Emsal Mahkeme Kararı Ankara 4. Asliye Ticaret Mahkemesi 2020/96 E. 2022/970 K. 09.12.2022 T.

Görüntülediğiniz mahkeme kararı henüz kesinleşmemiştir. Yararlı olması amacıyla eklenmiştir.

T.C. …4. ASLİYE TİCARET MAHKEMESİ Esas-Karar No: 2020/96 Esas – 2022/970
T.C.
ANKARA
4. ASLİYE TİCARET MAHKEMESİ
TÜRK MİLLETİ ADINA
YARGILAMA YETKİSİNİ KULLANAN MAHKEMEMİZCE VERİLEN KARAR

ESAS NO : 2020/96 Esas
KARAR NO : 2022/970

HAKİM :…
KATİP :….

DAVACI …
DAVALI …
DAVA : Alacak (İnanç Sözleşmesinden Kaynaklanan)

▶ _Alıştırma Gereksinimleri_
(1) Mahkeme kararında "Görüntülediğiniz mahkeme kararı" diye başlayan paragrafı, temel bilgilerini koruyarak tek cümleye indirebilir misiniz?
(2) Mahkeme kararına göre dava hangi konuda açılmıştır?
(3) Mahkeme kararı metnini kaldığı yerden alıp sürdürebilir misiniz?

▶ _Kayıtlı Veriler_
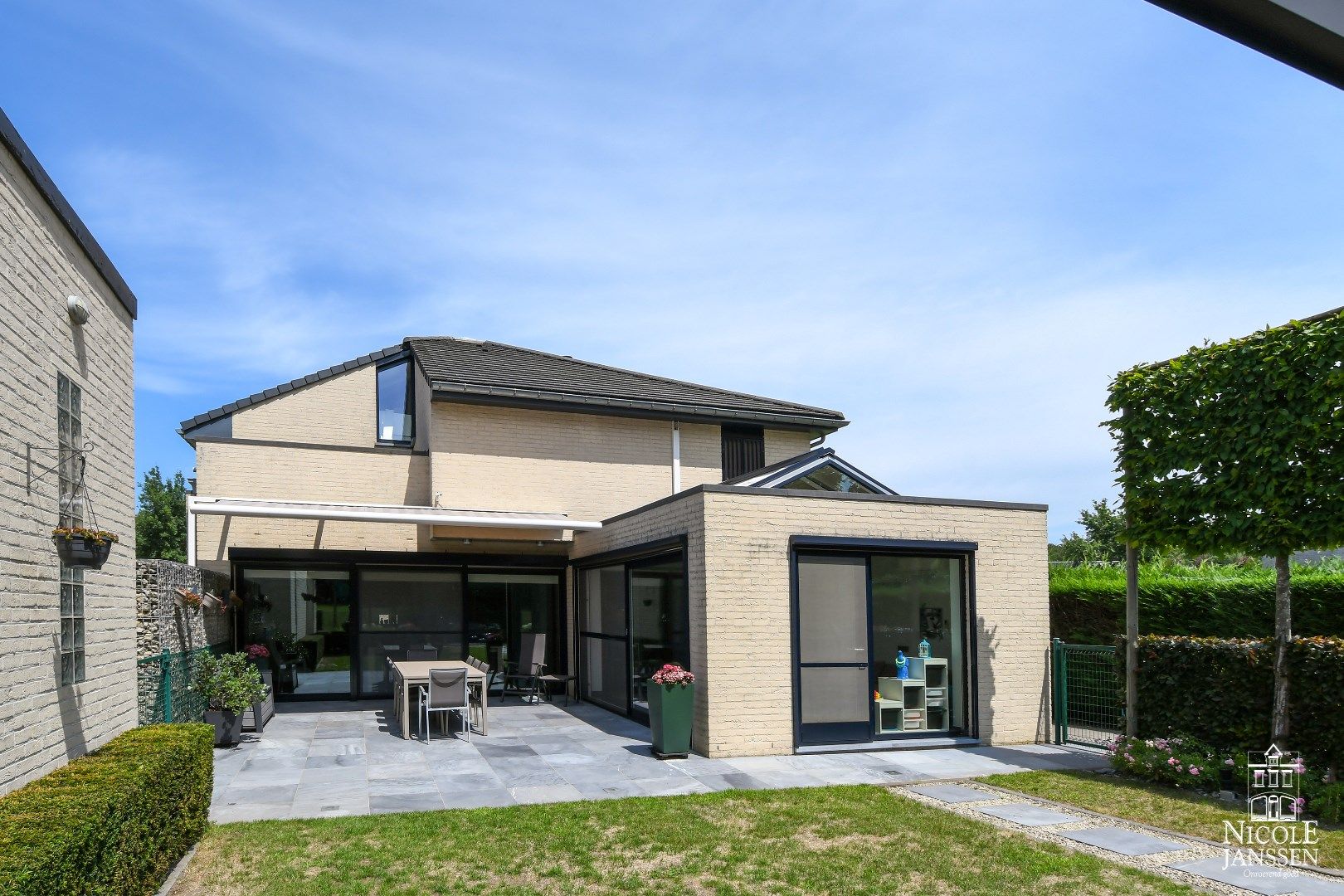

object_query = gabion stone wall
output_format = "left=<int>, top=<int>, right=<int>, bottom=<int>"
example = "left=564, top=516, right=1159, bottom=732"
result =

▶ _Görev Çıktıları_
(1) Karar henüz kesinleşmemiştir ve yararlı olması amacıyla eklenmiştir.

(2) Alacak (İnanç Sözleşmesinden Kaynaklanan)

(3)
DAVA TARİHİ : 11/04/2018
KARAR TARİHİ : 09/12/2022
GEREKÇELİ KARARIN YAZILDIĞI TARİH : 03/01/2023

GEREĞİ DÜŞÜNÜLDÜ:
DAVA:
Davacı vekili, davacı ile davalı arasında 10.03.2017 tarihli inanç sözleşmesi gereğince birlikte kurdukları şirkette davacının çalışması karşılığı ücreti, şirket sermayesinin % 51’i, şirket adına davacının yaptığı prim ödemeleri, sermaye payının şimdilik 86.075,00 TL’nin davalıdan tahsiline karar verilmesini talep ve dava etmiştir.
CEVAP:
Davalının cevap dilekçesi sunmadığı görülmüştür.
DELİLLERİN DEĞERLENDİRİLMESİ VE GEREKÇE:
Dava taraflar arasında düzenlenmiş inanç sözleşmesi başlıklı sözleşme uyarınca, davacı ile davalının ortak oldukları şirkette, davacı diş hekiminin şahsi emeği, davalının sermayesi ile kurulan şirkette, davacıya yapılacak ödemelerin davalı tarafından ödeneceğinin hükme bağlandığı görülmektedir.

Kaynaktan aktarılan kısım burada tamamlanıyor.